TASK REQUIREMENTS
Each of the records below must be reproduced exactly.

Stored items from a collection
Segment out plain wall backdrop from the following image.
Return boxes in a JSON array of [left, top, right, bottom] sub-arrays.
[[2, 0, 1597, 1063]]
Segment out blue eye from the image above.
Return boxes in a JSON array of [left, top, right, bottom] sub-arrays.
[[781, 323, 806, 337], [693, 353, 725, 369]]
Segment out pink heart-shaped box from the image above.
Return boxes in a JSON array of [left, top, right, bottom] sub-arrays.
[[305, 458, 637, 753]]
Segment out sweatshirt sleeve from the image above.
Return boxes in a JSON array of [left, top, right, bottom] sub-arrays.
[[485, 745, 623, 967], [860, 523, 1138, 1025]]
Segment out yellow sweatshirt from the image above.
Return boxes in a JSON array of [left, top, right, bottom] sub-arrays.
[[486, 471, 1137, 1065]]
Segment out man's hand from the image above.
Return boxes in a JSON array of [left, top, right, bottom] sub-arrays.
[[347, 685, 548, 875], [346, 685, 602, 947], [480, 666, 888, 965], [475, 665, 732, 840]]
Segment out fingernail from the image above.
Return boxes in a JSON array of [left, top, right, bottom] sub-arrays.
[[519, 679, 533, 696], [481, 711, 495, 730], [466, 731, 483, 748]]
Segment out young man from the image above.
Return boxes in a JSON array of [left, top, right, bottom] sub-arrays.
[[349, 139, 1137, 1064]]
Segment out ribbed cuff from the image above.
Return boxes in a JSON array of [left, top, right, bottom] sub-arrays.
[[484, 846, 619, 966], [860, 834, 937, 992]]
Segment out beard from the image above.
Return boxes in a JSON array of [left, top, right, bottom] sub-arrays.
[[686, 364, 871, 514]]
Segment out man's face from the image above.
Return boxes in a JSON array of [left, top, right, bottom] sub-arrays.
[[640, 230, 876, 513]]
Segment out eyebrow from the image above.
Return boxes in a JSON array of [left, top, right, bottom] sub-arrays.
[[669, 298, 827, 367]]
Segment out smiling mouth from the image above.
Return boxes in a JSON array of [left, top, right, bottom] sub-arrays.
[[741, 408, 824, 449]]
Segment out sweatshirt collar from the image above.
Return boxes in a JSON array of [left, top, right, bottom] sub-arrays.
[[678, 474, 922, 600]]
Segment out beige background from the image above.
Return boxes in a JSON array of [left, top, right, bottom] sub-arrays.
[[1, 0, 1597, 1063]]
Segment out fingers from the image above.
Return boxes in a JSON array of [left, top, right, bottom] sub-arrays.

EXERCISE RESULT
Segment out plain wall backdrop from the following image.
Return boxes in a JSON array of [left, top, right, bottom] sub-arrays.
[[2, 0, 1597, 1063]]
Segment out blue eye from the image above.
Return boxes in a JSON array of [left, top, right, bottom] sub-arrays.
[[781, 323, 806, 337], [693, 353, 725, 369]]
Segment out pink heart-shaped box from the image above.
Return boxes in a JSON array of [left, top, right, bottom] sub-arrays.
[[305, 458, 637, 753]]
Segment out sweatshirt sleeve from the image above.
Return boxes in a JSON array of [left, top, right, bottom] sub-arrays.
[[485, 745, 623, 967], [860, 523, 1138, 1025]]
Segment out yellow sweatshirt from the image above.
Return boxes in a JSON array of [left, top, right, bottom] sub-arrays.
[[486, 471, 1137, 1065]]
Segment out man's hand from the image above.
Return boxes in a JSON array of [left, top, right, bottom] sub-arrays.
[[347, 685, 548, 875], [346, 685, 602, 947], [480, 666, 888, 965], [475, 665, 732, 840]]
Segment out fingernail from the image above.
Return boxes in a JSON array of [left, top, right, bottom] sub-arrays.
[[519, 679, 533, 696], [481, 711, 495, 730], [466, 731, 483, 748]]
Segment out young man from the image above.
Return boxes in a JSON array of [left, top, right, bottom] sub-arrays.
[[349, 139, 1137, 1064]]
Segment out ribbed cuff from the image above.
Return boxes in a JSON array of [left, top, right, bottom] sub-arrays.
[[484, 846, 619, 966], [860, 834, 937, 992]]
Segment out beard from the image above.
Return boxes in a JSON array of [left, top, right, bottom] sub-arrays.
[[686, 364, 871, 514]]
Segment out man's face from the image above.
Return boxes in a JSON array of [left, top, right, bottom] sub-arrays.
[[640, 230, 876, 513]]
Segment out eyebrow from the image above.
Return boxes in a JSON array of [left, top, right, bottom] sub-arrays.
[[669, 298, 827, 367]]
Segment out smiling mouth from the image above.
Return boxes in a JSON array of [left, top, right, bottom] sub-arrays.
[[741, 408, 824, 449]]
Segment out sweatshirt collar from the image above.
Return boxes in a JSON array of [left, top, right, bottom] sub-arrays.
[[678, 474, 922, 600]]
Segment out beige background from the image above.
Return boxes in a JSON array of [left, top, right, bottom] sub-arrays.
[[1, 0, 1597, 1063]]
Segment out fingers from the image above.
Return boxes in a JSON array of [left, top, right, bottom] sub-arrays.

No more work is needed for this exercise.